* _Data provided_:

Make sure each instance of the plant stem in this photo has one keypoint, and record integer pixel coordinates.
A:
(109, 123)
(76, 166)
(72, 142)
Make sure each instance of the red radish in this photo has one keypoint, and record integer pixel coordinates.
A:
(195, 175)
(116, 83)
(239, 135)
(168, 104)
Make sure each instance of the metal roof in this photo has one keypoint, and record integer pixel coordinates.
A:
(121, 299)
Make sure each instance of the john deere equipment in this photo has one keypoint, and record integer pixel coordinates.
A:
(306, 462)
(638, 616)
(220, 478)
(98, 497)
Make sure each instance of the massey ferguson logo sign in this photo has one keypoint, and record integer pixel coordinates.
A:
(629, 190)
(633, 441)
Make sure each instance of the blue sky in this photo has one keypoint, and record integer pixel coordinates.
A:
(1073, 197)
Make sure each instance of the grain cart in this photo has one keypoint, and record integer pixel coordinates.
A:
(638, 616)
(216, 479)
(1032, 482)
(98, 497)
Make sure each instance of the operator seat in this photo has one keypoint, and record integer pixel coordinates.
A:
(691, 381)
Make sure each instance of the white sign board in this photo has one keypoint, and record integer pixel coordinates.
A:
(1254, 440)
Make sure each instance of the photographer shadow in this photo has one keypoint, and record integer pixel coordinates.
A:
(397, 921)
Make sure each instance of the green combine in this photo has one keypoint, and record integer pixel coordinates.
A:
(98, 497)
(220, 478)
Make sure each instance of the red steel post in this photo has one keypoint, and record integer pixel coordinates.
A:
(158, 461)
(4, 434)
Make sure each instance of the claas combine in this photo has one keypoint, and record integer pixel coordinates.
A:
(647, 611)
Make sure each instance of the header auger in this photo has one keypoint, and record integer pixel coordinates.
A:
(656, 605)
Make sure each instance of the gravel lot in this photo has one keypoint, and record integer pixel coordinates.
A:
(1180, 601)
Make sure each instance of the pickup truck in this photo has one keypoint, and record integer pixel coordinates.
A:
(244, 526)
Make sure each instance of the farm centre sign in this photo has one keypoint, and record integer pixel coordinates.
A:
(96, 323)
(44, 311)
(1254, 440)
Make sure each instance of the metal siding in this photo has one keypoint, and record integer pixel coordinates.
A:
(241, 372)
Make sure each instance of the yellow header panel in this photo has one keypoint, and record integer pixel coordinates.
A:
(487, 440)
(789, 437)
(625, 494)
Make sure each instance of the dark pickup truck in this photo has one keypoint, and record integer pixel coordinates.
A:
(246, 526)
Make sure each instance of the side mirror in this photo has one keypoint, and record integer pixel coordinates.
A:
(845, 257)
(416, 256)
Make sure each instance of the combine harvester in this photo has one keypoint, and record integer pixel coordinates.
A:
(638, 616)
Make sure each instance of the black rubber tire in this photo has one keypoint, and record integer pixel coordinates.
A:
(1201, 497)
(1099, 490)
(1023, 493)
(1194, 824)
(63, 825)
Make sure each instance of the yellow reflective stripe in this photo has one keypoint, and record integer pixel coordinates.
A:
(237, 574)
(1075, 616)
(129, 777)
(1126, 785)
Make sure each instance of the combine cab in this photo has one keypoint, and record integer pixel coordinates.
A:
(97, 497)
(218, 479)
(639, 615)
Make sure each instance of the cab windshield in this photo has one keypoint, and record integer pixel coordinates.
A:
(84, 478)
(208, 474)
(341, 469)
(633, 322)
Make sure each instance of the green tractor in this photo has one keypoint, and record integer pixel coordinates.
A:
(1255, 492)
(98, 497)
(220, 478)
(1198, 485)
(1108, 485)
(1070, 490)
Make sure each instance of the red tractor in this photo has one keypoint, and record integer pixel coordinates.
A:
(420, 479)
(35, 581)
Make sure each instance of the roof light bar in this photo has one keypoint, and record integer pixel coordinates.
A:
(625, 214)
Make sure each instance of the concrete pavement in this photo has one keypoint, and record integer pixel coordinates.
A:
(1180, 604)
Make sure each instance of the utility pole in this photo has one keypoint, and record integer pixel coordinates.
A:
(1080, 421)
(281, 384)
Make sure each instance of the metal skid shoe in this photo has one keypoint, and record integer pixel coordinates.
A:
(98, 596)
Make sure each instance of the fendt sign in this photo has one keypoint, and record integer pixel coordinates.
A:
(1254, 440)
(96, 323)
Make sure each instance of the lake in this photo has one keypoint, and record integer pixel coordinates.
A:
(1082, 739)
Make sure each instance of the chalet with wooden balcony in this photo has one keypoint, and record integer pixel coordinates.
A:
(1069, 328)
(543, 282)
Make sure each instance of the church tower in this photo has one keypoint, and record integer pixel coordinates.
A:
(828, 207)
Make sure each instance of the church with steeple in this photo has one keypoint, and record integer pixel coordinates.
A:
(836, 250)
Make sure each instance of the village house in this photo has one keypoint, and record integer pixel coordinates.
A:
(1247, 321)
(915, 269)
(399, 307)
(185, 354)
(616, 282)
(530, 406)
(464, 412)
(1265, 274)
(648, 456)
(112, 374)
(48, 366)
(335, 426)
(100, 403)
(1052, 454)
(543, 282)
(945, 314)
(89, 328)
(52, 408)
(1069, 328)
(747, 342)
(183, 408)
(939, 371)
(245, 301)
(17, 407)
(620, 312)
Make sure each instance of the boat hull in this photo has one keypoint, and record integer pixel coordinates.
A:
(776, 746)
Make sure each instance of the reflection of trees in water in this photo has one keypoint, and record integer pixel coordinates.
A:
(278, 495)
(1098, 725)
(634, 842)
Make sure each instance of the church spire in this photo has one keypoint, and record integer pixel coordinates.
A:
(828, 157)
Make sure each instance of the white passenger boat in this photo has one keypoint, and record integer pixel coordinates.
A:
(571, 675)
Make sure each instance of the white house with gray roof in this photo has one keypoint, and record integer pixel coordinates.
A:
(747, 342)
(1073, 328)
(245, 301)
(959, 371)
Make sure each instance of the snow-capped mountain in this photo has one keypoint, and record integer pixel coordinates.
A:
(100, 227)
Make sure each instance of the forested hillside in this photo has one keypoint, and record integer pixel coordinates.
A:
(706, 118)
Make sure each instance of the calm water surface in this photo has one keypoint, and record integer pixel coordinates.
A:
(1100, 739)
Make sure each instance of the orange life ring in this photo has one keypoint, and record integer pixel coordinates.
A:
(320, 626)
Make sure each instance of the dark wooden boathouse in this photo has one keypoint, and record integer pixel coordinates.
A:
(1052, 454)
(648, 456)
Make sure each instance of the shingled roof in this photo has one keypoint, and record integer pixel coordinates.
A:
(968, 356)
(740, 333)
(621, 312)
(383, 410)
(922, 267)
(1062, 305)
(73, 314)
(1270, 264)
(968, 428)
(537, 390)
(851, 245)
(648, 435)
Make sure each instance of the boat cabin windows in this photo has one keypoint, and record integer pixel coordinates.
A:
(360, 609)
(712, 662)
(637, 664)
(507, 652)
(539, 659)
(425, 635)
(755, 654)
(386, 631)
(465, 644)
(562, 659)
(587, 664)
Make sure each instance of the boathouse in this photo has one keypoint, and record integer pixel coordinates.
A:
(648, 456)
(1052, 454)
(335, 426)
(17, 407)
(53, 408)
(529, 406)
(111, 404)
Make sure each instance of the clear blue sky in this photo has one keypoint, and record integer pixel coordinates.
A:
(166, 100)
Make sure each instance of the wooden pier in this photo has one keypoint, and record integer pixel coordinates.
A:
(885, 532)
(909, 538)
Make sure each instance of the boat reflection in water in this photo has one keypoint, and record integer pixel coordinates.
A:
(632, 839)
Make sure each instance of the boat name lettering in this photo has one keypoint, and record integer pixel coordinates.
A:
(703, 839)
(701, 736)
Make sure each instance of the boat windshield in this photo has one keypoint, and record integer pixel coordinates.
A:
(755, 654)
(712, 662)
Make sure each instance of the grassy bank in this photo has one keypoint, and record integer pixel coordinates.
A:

* _Directions_: Lines above that include the string "windshield" need to be copied.

* _Worked solution_:
Make sure each instance of the cab windshield in this photo has one keypoint, and record integer pixel coordinates.
Make sure each instance of the boat windshield in this photo has one keypoint, and record integer pixel coordinates.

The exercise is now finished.